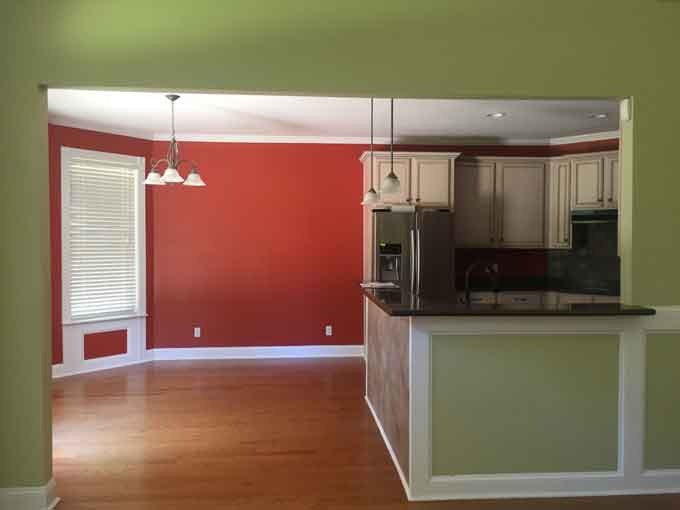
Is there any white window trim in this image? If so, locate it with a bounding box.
[60,146,146,325]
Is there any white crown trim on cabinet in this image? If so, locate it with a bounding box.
[549,131,621,145]
[0,478,60,510]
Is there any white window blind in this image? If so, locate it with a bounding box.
[61,147,145,322]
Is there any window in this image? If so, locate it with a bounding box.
[61,147,146,323]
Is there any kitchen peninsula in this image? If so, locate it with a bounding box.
[364,289,680,500]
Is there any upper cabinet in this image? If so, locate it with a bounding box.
[454,158,545,248]
[547,158,571,248]
[495,160,545,248]
[454,160,496,247]
[571,152,619,209]
[360,151,459,209]
[411,157,454,209]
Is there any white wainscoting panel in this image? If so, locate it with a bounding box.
[407,308,680,501]
[52,317,149,377]
[0,478,59,510]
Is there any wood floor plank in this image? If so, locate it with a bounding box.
[53,359,680,510]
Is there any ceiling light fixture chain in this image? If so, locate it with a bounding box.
[144,94,205,186]
[380,98,401,193]
[361,98,378,205]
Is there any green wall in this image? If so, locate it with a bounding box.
[645,333,680,469]
[0,0,680,487]
[431,334,619,476]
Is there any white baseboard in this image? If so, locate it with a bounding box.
[364,395,412,501]
[0,478,59,510]
[52,356,152,379]
[52,345,364,379]
[147,345,364,361]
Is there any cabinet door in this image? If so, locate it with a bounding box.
[548,159,571,248]
[411,158,453,207]
[571,157,604,209]
[496,161,545,248]
[453,161,496,248]
[604,155,619,209]
[374,158,411,204]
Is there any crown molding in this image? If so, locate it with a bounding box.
[548,131,621,145]
[48,119,620,146]
[47,114,153,141]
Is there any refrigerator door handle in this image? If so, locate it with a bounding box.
[416,229,421,294]
[410,229,416,294]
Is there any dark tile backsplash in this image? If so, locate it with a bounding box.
[455,248,620,295]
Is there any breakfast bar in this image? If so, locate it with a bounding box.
[363,289,680,500]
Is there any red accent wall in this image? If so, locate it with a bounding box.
[148,142,364,347]
[48,124,152,364]
[83,329,127,359]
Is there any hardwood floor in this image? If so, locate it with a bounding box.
[53,359,680,510]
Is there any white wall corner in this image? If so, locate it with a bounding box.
[0,478,59,510]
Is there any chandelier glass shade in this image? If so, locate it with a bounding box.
[144,94,205,186]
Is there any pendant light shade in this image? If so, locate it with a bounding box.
[380,98,401,193]
[361,188,378,205]
[184,168,205,186]
[380,170,401,193]
[161,167,184,184]
[144,170,165,186]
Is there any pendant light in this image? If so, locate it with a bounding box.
[144,94,205,186]
[361,98,378,205]
[380,98,401,193]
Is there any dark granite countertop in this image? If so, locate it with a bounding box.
[363,289,656,317]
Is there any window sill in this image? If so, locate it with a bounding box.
[61,313,149,326]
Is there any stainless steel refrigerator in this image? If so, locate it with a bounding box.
[373,209,455,297]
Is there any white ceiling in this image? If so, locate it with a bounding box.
[48,89,619,144]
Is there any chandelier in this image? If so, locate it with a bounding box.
[144,94,205,186]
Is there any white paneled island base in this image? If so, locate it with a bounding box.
[365,298,680,500]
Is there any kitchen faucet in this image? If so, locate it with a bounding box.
[465,261,500,306]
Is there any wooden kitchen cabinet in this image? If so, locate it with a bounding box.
[454,158,545,248]
[454,161,496,248]
[360,151,459,209]
[494,160,545,248]
[571,152,619,209]
[547,158,571,249]
[359,151,460,281]
[411,157,454,209]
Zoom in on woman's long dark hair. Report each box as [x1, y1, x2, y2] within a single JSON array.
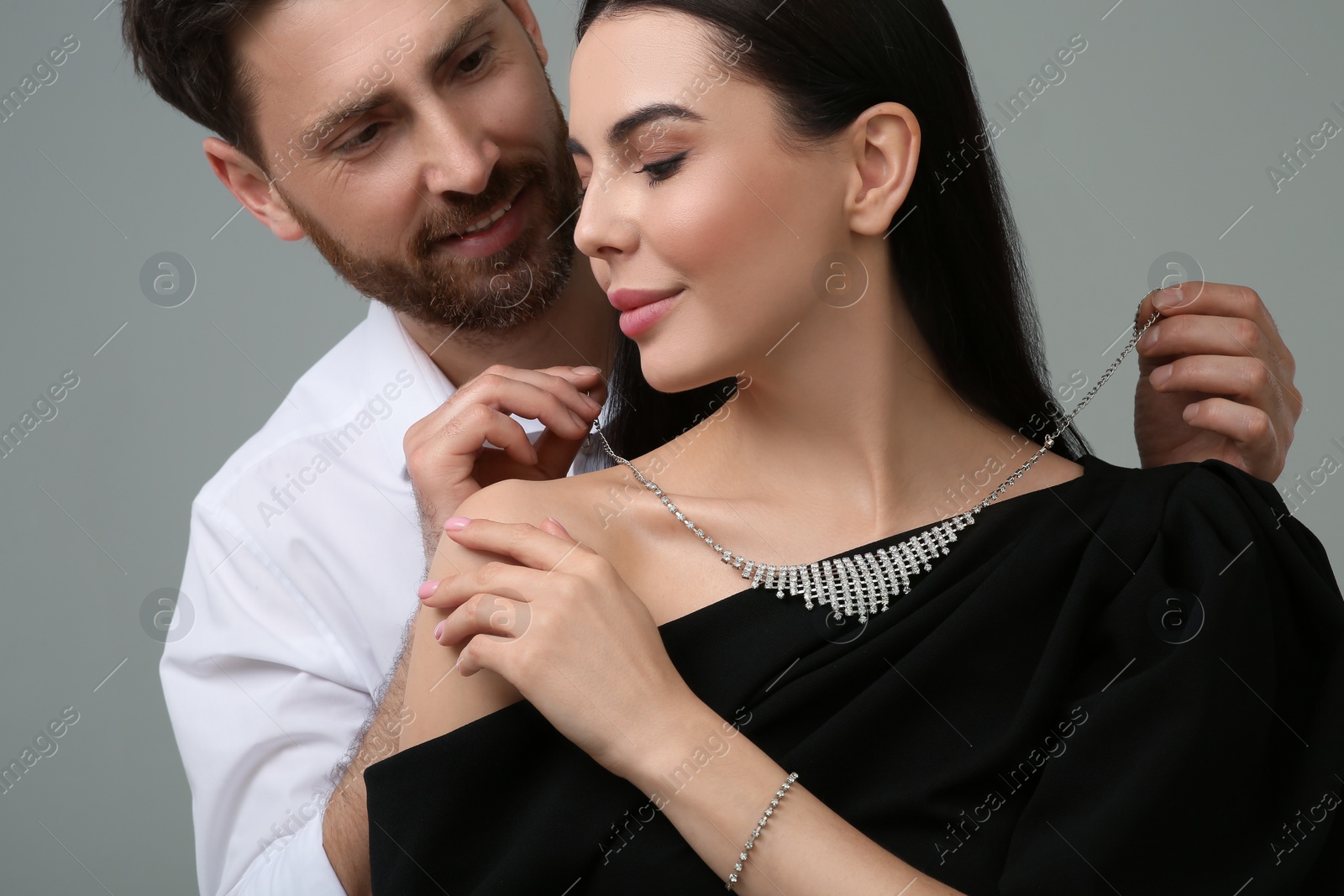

▸ Work required
Arrange every one of the rows above as a Markdown table with two columns, "No." for the row number and "Line" for the line itself. Leave out blank lines and the pictures.

▸ Finished task
| No. | Line |
|---|---|
| 1 | Is there any white window trim in this image? If so, locate it with a bounding box. |
| 2 | [60,146,146,325] |
| 3 | Is there any white crown trim on cabinet in this image? If so, locate it with a bounding box. |
| 4 | [549,131,621,145] |
| 5 | [0,478,60,510] |
| 6 | Is there any white window blind in this image? If so, locate it with a bounding box. |
| 7 | [61,147,145,322] |
| 8 | Is there any window in this image? If so, locate it with a bounding box. |
| 9 | [61,147,146,323] |
| 10 | Is there any kitchen peninsula in this image? If so, locate it with a bounding box. |
| 11 | [364,289,680,500] |
| 12 | Is there any upper cabinet in this image? If so, locate it with a bounding box. |
| 13 | [454,158,545,248] |
| 14 | [547,158,571,248] |
| 15 | [495,160,545,248] |
| 16 | [454,160,496,247] |
| 17 | [571,152,619,209] |
| 18 | [360,151,459,209] |
| 19 | [411,157,454,209] |
| 20 | Is there any white wainscoting panel in this image? If so, locate it with a bounding box. |
| 21 | [407,308,680,501] |
| 22 | [52,317,149,377] |
| 23 | [0,478,59,510] |
| 24 | Is there any wood floor plank in this image? If so, locate it with a bounding box. |
| 25 | [53,359,680,510] |
| 26 | Is there any ceiling light fixture chain in this image? If so, locate it with a bounding box. |
| 27 | [144,94,205,186] |
| 28 | [380,98,401,193] |
| 29 | [361,98,378,205] |
| 30 | Is there any green wall in this image? If so, locate it with a bounding box. |
| 31 | [645,333,680,469] |
| 32 | [0,0,680,487] |
| 33 | [431,334,619,476] |
| 34 | Is there any white baseboard in this image? If so, locate it with a bounding box. |
| 35 | [364,395,412,501] |
| 36 | [0,478,59,510] |
| 37 | [52,356,152,379] |
| 38 | [52,345,364,379] |
| 39 | [147,345,364,361] |
| 40 | Is there any cabinet door in this image? If so, locate it with a bounding box. |
| 41 | [548,159,571,248] |
| 42 | [411,158,453,207] |
| 43 | [571,157,604,209] |
| 44 | [496,161,545,248] |
| 45 | [453,161,496,248] |
| 46 | [604,155,619,209] |
| 47 | [374,158,411,204] |
| 48 | Is there any crown molding in this image? If so, locate it with a bounding box. |
| 49 | [548,131,621,145] |
| 50 | [48,119,620,146] |
| 51 | [47,114,153,141] |
| 52 | Is there any refrigerator door handle in this image? If so, locate it with a bounding box. |
| 53 | [416,229,421,294] |
| 54 | [410,229,416,294] |
| 55 | Is there any dark tile backsplash in this image? If so, locate it with a bounding box. |
| 56 | [455,248,620,295] |
| 57 | Is there any breakfast bar in this image? If so, locate it with a bounding box. |
| 58 | [363,289,680,500] |
| 59 | Is there any red accent wall in this image? If so, locate it with a bounding box. |
| 60 | [148,142,364,347] |
| 61 | [48,124,152,364] |
| 62 | [83,329,127,359] |
| 63 | Is there any hardwood floor in this image? If so, locate it with a bounding box. |
| 64 | [53,359,680,510] |
| 65 | Is there any white wall corner in this image? If so, locate it with a bounding box. |
| 66 | [0,478,59,510] |
| 67 | Is there any chandelier glass shade in this image? If so, locate it with a bounding box. |
| 68 | [144,94,205,186] |
| 69 | Is there any pendant light shade in this image? If so, locate it with a bounding box. |
| 70 | [380,98,401,193] |
| 71 | [361,188,378,205] |
| 72 | [184,168,205,186] |
| 73 | [380,170,401,193] |
| 74 | [161,167,184,184] |
| 75 | [144,170,165,186] |
| 76 | Is there any pendant light in this image? If so, locate it with a bounding box. |
| 77 | [144,94,205,186] |
| 78 | [361,98,378,205] |
| 79 | [380,98,401,193] |
| 80 | Is there any dark granite countertop in this image? If so, locate it with a bounding box. |
| 81 | [363,289,656,317] |
| 82 | Is there any window sill in this image? If so, locate it with a bounding box. |
| 83 | [61,313,149,326] |
| 84 | Is there any stainless steel refrigerator in this image? If so, locate it with a bounding box. |
| 85 | [373,209,455,297] |
| 86 | Is there any white ceiling in this image? If so, locate it with a bounding box. |
| 87 | [48,89,619,144] |
| 88 | Is there any chandelier in this image? If so, locate it with a bounding box. |
| 89 | [144,94,205,186] |
| 90 | Is there any white paneled island base in this image? If so, locate it with a bounding box. |
| 91 | [365,298,680,500] |
| 92 | Is there any kitchen faucet in this image? If so, locate it with a bounding box. |
| 93 | [465,261,500,306] |
| 94 | Is there any wooden kitchen cabinet in this image? If so, locate it with a bounding box. |
| 95 | [454,158,545,248] |
| 96 | [454,161,496,248] |
| 97 | [360,151,459,209] |
| 98 | [494,160,545,248] |
| 99 | [571,152,619,209] |
| 100 | [547,158,571,249] |
| 101 | [359,151,460,281] |
| 102 | [411,157,454,209] |
| 103 | Zoom in on woman's long dark hair. Report each box as [x1, y1, x2, y2] within a single JSON array. |